*TAREFA ESCRITA A*:
Traduza para inglês esta frase do texto sobre a prescrição: «A única questão que é trazida à apreciação deste Tribunal é saber se ocorreu ou não a prescrição.»

━━━━━ PÁGINA

III - Invocando o enriquecimento sem causa, o autor pediu que a ré fosse condenada a pagar-lhe actividades por si desenvolvidas em proveito desta.

As instâncias julgaram procedente a excepção da prescrição e absolveram a ré.

Daí o recurso do autor.

A única questão que é trazida à apreciação deste Tribunal é saber se ocorreu ou não a prescrição.

O instituto da prescrição extintiva é endereçado fundamentalmente à realização de objectivos de conveniência ou oportunidade.

Não lhe sendo obviamente estranhas razões de justiça, a prescrição arranca também da ponderação de uma inércia negligente do titular do direito em exercitá-lo. Visando a prescrição desde logo satisfazer a necessidade social de segurança jurídica e certeza dos direitos e, assim, proteger o interesse do sujeito passivo, esta protecção é dispensada atendendo também ao desinteresse, à inércia negligente do titular do direito em exercitá-lo - Prof. Mota Pinto - "Teoria Geral do Direito Civil", 3ª ed., págs. 175/176.

━━━━━━━━━━

*TAREFA ESCRITA B*:
Identifique e copie todas as linhas da listagem que contêm a palavra "tractor". Maiúsculas e minúsculas contam.

━━━━━ DADOS FORNECIDOS

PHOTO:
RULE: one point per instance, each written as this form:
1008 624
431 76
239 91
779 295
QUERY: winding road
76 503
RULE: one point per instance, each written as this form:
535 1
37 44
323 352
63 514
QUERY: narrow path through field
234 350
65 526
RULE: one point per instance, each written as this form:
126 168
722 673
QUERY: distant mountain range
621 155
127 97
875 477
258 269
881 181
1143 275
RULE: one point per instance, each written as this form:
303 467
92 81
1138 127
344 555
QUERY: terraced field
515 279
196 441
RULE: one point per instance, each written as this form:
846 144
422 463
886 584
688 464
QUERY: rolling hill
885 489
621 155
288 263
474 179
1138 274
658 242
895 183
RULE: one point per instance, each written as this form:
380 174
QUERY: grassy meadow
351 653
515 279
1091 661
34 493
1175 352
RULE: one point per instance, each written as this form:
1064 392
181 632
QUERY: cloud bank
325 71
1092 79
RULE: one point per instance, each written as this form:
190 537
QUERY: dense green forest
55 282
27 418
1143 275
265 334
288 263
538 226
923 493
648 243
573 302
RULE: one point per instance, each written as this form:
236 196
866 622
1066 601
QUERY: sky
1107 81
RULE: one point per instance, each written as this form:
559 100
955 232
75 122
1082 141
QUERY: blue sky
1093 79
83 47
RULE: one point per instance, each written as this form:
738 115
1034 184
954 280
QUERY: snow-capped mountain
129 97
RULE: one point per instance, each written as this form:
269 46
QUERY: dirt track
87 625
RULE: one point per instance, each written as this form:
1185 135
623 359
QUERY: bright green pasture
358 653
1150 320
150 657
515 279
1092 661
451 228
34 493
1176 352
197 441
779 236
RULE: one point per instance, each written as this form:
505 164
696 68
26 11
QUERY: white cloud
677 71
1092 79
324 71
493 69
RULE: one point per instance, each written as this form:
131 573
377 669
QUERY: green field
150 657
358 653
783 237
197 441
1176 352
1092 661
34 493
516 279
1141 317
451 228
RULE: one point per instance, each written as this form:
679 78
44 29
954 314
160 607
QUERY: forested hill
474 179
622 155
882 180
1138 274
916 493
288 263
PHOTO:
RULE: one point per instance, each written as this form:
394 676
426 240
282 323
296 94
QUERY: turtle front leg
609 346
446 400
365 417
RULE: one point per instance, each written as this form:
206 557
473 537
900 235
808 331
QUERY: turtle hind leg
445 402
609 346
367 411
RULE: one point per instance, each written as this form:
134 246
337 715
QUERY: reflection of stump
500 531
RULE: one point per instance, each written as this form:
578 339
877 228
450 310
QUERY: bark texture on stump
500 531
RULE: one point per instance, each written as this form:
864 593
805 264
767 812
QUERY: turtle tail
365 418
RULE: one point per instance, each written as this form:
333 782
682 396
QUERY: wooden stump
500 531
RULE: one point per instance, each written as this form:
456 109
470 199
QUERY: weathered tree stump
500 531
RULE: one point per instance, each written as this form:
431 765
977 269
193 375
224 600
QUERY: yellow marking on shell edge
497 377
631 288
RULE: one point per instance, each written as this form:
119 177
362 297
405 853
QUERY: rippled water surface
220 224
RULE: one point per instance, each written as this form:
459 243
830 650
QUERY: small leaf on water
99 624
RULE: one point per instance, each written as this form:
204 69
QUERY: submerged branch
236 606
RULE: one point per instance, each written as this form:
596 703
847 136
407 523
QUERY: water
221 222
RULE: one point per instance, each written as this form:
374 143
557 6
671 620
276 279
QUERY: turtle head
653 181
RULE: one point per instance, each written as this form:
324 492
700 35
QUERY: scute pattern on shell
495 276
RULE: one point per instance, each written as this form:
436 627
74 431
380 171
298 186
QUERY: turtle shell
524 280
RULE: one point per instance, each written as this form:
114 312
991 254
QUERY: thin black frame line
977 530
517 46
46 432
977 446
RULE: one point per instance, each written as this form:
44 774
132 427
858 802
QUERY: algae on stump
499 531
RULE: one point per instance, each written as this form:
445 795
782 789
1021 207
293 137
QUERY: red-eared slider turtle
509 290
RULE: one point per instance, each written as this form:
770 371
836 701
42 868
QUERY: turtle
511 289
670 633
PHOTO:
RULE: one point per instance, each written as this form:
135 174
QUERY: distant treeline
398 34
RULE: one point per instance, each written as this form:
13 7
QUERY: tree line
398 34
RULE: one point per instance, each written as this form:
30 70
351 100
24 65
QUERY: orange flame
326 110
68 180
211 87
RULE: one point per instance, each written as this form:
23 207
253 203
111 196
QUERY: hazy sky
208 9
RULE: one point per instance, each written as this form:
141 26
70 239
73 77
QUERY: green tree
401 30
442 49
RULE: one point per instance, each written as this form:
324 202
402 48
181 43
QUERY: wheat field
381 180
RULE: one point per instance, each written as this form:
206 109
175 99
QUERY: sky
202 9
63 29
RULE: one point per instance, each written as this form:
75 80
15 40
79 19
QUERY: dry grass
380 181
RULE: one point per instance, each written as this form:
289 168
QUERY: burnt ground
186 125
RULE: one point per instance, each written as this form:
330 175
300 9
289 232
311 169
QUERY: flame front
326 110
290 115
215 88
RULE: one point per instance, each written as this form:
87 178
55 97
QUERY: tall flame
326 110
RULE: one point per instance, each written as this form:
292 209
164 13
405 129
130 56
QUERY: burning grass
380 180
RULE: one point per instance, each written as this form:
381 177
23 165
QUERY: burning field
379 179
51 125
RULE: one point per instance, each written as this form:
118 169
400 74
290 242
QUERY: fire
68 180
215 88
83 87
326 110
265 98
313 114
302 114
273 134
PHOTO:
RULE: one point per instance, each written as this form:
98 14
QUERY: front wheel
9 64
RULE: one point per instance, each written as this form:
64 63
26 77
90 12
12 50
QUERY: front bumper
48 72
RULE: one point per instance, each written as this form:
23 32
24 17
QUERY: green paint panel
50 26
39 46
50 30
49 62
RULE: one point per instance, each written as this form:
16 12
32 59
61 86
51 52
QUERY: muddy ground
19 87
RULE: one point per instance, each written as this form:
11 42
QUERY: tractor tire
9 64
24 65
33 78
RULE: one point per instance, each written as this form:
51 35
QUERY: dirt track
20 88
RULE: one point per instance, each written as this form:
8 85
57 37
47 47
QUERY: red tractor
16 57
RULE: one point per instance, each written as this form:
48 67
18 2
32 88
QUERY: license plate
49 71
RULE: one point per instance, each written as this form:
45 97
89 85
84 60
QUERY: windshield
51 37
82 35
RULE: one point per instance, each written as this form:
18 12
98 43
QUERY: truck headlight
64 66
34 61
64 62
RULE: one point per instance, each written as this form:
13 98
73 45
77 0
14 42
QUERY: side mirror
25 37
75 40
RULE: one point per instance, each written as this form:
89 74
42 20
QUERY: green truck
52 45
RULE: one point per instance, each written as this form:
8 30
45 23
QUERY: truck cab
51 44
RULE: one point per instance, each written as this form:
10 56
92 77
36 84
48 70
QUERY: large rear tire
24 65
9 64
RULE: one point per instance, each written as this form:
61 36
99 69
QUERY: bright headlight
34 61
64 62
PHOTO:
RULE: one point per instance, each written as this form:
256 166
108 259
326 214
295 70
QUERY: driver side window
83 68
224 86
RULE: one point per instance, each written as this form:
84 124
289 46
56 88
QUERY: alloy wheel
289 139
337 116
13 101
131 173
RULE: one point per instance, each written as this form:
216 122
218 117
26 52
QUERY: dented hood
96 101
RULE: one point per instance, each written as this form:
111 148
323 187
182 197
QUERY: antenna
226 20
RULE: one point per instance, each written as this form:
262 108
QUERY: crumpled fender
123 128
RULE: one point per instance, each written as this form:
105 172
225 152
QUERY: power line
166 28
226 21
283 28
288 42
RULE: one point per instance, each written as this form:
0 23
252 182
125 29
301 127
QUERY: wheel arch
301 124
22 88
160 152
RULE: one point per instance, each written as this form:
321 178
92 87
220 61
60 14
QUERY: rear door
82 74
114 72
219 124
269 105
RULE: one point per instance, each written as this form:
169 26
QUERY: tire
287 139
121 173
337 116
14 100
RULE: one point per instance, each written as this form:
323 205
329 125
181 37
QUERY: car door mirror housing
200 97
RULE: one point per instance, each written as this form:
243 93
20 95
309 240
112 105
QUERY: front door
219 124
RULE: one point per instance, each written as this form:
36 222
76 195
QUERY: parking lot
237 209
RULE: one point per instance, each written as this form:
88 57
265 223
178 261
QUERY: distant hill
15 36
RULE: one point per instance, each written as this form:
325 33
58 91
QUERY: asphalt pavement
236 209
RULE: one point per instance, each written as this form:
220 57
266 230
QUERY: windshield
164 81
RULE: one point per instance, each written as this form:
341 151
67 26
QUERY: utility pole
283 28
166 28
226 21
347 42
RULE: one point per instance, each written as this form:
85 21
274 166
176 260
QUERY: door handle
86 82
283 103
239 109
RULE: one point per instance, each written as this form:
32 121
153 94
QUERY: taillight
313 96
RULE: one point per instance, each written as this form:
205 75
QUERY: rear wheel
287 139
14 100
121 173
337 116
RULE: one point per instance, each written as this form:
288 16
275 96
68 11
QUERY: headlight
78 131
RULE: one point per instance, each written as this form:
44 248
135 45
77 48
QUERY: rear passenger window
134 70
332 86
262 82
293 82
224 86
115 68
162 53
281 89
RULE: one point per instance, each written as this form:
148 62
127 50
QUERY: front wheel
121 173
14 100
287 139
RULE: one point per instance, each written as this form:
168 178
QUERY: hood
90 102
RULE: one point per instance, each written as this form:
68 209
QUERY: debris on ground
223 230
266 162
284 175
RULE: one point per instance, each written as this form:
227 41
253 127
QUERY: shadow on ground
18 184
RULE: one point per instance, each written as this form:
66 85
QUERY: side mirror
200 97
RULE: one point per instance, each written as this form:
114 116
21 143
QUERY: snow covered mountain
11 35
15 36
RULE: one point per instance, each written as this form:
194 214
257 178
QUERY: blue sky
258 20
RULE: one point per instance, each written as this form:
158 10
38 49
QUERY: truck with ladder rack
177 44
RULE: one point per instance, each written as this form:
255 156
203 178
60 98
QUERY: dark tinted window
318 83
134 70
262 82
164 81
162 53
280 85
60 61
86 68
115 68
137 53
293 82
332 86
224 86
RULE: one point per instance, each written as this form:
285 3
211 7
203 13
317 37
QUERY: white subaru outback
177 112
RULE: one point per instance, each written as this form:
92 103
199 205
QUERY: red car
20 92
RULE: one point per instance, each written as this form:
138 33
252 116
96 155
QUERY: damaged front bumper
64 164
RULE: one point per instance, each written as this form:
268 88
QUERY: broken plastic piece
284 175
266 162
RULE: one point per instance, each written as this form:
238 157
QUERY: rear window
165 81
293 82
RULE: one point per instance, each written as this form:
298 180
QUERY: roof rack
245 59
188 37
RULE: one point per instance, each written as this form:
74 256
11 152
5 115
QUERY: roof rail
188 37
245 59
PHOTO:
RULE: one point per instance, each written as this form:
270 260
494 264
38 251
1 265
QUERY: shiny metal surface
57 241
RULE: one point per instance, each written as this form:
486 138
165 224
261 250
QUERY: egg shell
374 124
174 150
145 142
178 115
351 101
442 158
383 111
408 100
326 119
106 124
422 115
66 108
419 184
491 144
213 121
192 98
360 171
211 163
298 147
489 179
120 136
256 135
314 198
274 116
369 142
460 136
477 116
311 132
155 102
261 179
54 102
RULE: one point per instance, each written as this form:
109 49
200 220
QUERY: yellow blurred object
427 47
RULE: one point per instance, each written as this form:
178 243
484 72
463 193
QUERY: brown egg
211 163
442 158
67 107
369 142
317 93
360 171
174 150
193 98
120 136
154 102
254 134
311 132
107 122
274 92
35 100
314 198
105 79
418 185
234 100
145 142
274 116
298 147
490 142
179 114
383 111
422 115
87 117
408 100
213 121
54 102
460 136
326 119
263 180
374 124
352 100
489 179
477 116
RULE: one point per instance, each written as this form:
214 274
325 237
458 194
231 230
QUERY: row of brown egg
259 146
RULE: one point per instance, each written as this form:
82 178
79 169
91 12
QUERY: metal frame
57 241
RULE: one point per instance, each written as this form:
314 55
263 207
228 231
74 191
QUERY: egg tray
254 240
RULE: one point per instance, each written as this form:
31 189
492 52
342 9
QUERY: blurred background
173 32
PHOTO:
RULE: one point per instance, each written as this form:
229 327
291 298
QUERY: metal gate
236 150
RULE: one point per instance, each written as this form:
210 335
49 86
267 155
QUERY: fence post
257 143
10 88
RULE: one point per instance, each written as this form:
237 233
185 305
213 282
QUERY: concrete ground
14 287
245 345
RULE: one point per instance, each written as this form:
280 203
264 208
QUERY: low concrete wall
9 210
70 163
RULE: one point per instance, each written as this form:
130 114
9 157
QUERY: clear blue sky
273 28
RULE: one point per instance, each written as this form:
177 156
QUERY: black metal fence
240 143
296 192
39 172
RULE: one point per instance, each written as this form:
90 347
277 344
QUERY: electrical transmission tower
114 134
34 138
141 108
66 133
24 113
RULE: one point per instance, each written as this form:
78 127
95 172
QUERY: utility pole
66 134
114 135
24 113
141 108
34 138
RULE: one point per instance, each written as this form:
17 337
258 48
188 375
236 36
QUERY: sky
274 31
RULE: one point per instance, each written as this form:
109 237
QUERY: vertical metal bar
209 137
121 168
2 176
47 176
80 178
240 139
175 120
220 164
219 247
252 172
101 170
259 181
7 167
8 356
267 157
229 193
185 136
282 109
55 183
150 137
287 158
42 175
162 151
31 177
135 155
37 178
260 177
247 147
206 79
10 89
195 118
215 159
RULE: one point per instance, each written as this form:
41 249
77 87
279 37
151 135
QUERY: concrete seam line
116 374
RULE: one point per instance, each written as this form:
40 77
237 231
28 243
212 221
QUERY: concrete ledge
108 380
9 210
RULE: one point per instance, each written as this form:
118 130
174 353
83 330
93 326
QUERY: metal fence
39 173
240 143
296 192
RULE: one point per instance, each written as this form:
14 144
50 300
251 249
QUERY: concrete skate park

━━━━━━━━━━

*RESPOSTA ESPERADA A*:
The only question brought before this Court for consideration is whether or not the statute of limitations has run.

*RESPOSTA ESPERADA B*:
QUERY: tractor tire
QUERY: red tractor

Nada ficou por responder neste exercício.